---------- Data for the task

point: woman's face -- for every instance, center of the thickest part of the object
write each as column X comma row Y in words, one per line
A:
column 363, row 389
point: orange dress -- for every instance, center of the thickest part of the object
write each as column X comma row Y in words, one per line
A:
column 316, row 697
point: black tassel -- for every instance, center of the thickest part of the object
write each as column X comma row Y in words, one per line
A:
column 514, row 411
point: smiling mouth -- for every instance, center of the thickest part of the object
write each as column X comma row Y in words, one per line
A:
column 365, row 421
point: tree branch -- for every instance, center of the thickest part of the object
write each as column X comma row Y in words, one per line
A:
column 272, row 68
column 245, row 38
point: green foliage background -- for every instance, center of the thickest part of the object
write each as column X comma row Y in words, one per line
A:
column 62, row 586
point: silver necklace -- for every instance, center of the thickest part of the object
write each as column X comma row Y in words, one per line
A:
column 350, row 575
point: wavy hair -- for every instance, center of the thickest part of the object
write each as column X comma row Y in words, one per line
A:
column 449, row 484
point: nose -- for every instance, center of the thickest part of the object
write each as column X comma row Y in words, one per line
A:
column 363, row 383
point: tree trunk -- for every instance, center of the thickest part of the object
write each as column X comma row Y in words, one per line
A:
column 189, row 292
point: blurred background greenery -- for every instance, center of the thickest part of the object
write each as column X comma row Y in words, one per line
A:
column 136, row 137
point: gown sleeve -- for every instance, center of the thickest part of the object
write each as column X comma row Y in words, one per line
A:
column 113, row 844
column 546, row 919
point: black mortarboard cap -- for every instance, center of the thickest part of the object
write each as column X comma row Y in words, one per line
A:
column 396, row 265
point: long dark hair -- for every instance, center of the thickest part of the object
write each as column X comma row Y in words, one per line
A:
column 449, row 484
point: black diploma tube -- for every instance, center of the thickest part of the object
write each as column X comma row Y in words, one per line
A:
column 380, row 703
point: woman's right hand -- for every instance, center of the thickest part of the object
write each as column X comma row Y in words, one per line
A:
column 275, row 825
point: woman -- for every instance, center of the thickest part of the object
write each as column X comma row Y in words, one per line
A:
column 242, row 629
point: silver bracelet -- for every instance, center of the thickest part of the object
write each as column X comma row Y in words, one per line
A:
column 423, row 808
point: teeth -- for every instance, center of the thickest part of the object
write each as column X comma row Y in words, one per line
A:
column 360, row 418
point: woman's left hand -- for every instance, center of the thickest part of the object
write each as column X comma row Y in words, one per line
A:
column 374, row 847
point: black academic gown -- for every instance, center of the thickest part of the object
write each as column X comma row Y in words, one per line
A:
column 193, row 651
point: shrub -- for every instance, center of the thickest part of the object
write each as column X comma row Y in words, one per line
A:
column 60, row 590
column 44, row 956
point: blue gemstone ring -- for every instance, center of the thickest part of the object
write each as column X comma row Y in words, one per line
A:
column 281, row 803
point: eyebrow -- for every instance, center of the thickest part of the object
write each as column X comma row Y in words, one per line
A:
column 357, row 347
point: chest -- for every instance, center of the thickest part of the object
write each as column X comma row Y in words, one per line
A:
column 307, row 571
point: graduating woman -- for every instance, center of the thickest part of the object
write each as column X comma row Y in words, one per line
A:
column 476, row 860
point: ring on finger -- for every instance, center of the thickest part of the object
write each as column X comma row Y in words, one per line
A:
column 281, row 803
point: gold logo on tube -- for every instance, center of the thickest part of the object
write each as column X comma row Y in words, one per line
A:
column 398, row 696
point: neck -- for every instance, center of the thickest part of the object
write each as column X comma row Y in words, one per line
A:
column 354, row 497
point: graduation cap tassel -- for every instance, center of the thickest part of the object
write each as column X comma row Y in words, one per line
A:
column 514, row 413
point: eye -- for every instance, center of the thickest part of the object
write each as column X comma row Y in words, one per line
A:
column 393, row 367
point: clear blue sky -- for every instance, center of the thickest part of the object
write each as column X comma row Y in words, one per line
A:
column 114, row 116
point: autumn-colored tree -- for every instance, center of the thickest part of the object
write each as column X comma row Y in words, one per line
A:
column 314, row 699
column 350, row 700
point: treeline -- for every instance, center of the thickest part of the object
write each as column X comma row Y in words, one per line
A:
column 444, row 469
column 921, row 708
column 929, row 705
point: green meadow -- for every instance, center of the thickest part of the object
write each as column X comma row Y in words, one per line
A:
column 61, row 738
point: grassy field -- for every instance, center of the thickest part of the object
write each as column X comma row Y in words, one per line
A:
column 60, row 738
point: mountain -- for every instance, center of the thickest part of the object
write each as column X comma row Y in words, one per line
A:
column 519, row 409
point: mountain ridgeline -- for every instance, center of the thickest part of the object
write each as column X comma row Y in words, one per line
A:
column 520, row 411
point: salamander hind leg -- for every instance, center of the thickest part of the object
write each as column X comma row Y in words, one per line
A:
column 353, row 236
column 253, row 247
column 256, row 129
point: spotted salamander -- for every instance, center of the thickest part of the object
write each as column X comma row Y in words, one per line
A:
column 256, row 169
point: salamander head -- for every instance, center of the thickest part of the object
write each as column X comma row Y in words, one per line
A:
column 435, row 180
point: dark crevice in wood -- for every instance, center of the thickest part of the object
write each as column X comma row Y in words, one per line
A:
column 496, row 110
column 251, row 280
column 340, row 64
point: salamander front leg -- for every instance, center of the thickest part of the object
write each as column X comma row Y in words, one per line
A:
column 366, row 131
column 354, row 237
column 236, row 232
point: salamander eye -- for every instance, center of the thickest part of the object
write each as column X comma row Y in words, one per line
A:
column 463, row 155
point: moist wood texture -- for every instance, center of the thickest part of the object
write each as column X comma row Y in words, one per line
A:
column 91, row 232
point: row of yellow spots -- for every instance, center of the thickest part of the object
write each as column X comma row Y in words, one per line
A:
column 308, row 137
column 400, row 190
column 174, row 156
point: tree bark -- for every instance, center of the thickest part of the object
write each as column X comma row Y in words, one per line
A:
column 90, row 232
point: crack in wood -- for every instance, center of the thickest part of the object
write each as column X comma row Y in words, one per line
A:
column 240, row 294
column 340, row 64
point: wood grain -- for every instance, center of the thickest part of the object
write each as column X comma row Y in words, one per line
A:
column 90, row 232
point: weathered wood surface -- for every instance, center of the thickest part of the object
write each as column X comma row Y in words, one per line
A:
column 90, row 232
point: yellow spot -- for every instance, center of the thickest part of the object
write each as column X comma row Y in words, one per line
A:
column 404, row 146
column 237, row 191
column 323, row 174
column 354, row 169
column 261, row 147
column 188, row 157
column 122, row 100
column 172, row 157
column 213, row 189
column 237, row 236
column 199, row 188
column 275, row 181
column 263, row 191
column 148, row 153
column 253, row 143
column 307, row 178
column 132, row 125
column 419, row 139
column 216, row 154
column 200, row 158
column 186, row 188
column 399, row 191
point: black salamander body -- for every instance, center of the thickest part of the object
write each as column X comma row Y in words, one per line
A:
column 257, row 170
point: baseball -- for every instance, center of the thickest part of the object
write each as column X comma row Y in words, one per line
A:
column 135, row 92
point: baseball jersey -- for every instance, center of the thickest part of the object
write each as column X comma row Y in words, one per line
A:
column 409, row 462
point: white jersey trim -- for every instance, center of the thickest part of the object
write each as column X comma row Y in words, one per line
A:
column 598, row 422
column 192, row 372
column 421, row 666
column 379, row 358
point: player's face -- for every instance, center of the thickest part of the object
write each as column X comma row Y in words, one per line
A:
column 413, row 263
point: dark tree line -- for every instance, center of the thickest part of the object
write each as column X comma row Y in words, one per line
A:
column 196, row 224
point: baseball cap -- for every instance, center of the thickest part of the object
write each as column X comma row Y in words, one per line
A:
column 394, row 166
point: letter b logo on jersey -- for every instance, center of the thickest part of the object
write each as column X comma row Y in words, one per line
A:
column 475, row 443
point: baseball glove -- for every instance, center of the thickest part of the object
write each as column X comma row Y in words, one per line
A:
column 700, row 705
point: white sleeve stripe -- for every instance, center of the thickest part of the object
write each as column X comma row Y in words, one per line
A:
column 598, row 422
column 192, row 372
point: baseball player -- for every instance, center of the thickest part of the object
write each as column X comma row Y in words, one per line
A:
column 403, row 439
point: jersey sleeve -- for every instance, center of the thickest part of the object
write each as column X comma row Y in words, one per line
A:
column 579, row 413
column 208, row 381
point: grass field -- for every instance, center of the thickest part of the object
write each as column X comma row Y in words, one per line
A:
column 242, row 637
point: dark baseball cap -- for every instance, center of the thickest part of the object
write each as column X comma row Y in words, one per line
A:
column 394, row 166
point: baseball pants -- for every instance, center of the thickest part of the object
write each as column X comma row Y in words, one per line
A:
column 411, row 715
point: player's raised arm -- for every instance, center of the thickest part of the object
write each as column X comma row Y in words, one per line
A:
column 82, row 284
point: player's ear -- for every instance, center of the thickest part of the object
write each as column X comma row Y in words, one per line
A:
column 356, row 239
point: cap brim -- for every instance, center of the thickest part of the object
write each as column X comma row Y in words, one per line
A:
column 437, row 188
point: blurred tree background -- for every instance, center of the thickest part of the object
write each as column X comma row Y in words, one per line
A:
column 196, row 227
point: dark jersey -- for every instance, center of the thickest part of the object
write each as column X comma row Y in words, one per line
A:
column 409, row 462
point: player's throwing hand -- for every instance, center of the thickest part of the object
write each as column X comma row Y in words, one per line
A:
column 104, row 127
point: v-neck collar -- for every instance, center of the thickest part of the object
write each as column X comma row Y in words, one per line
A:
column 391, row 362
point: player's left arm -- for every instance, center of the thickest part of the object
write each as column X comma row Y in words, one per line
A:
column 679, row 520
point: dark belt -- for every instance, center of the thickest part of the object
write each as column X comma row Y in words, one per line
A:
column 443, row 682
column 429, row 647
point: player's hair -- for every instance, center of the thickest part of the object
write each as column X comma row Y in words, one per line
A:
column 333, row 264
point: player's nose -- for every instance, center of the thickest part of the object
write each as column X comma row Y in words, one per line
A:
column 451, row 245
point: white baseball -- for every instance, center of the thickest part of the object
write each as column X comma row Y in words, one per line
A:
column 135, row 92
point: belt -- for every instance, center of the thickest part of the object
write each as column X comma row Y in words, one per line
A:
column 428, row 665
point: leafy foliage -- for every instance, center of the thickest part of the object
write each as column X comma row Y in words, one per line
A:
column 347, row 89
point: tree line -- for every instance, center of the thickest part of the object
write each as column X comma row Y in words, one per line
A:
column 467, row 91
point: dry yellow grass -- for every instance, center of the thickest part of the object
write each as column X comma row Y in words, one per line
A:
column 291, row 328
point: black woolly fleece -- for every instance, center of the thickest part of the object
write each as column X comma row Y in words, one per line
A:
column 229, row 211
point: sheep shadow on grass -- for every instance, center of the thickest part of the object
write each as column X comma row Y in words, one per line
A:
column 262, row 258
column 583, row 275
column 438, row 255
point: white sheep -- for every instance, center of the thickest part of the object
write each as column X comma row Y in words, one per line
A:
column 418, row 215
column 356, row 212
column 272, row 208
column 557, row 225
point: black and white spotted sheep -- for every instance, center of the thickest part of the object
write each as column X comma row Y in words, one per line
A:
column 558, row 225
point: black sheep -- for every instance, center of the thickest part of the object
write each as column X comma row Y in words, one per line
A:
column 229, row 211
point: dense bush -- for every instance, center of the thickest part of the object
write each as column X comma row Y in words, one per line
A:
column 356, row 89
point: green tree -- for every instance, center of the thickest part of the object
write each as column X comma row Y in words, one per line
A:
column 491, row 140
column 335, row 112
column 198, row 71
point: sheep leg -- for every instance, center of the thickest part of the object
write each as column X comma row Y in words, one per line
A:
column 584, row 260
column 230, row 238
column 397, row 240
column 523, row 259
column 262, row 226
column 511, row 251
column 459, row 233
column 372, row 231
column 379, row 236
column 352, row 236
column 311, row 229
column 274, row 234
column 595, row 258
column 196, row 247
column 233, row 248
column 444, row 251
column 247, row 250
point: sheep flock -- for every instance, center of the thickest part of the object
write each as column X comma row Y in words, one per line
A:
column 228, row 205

--------------------

_What to do_.
Repeat the lines verbatim, starting at the line that contains "point: dark baseball" and ending after the line that contains "column 196, row 227".

_Correct result_.
point: dark baseball cap -- for every instance, center of the thickest part of the object
write each as column X comma row Y in words, one per line
A:
column 394, row 166
point: baseball pants -- for every instance, center of the thickest part of the object
write each as column X comma row Y in words, one per line
A:
column 411, row 715
point: player's raised arm -- for every instance, center of the thickest part of the object
write each as column X comma row Y in words, one per line
A:
column 82, row 284
point: player's ear -- for every instance, center of the thickest part of the object
write each as column X comma row Y in words, one per line
A:
column 356, row 239
point: cap brim -- for every instance, center of the thickest part of the object
write each as column X comma row Y in words, one per line
A:
column 437, row 188
point: blurred tree background -- for every instance, center of the thickest part of the object
write each as column X comma row Y in words, one per line
A:
column 196, row 227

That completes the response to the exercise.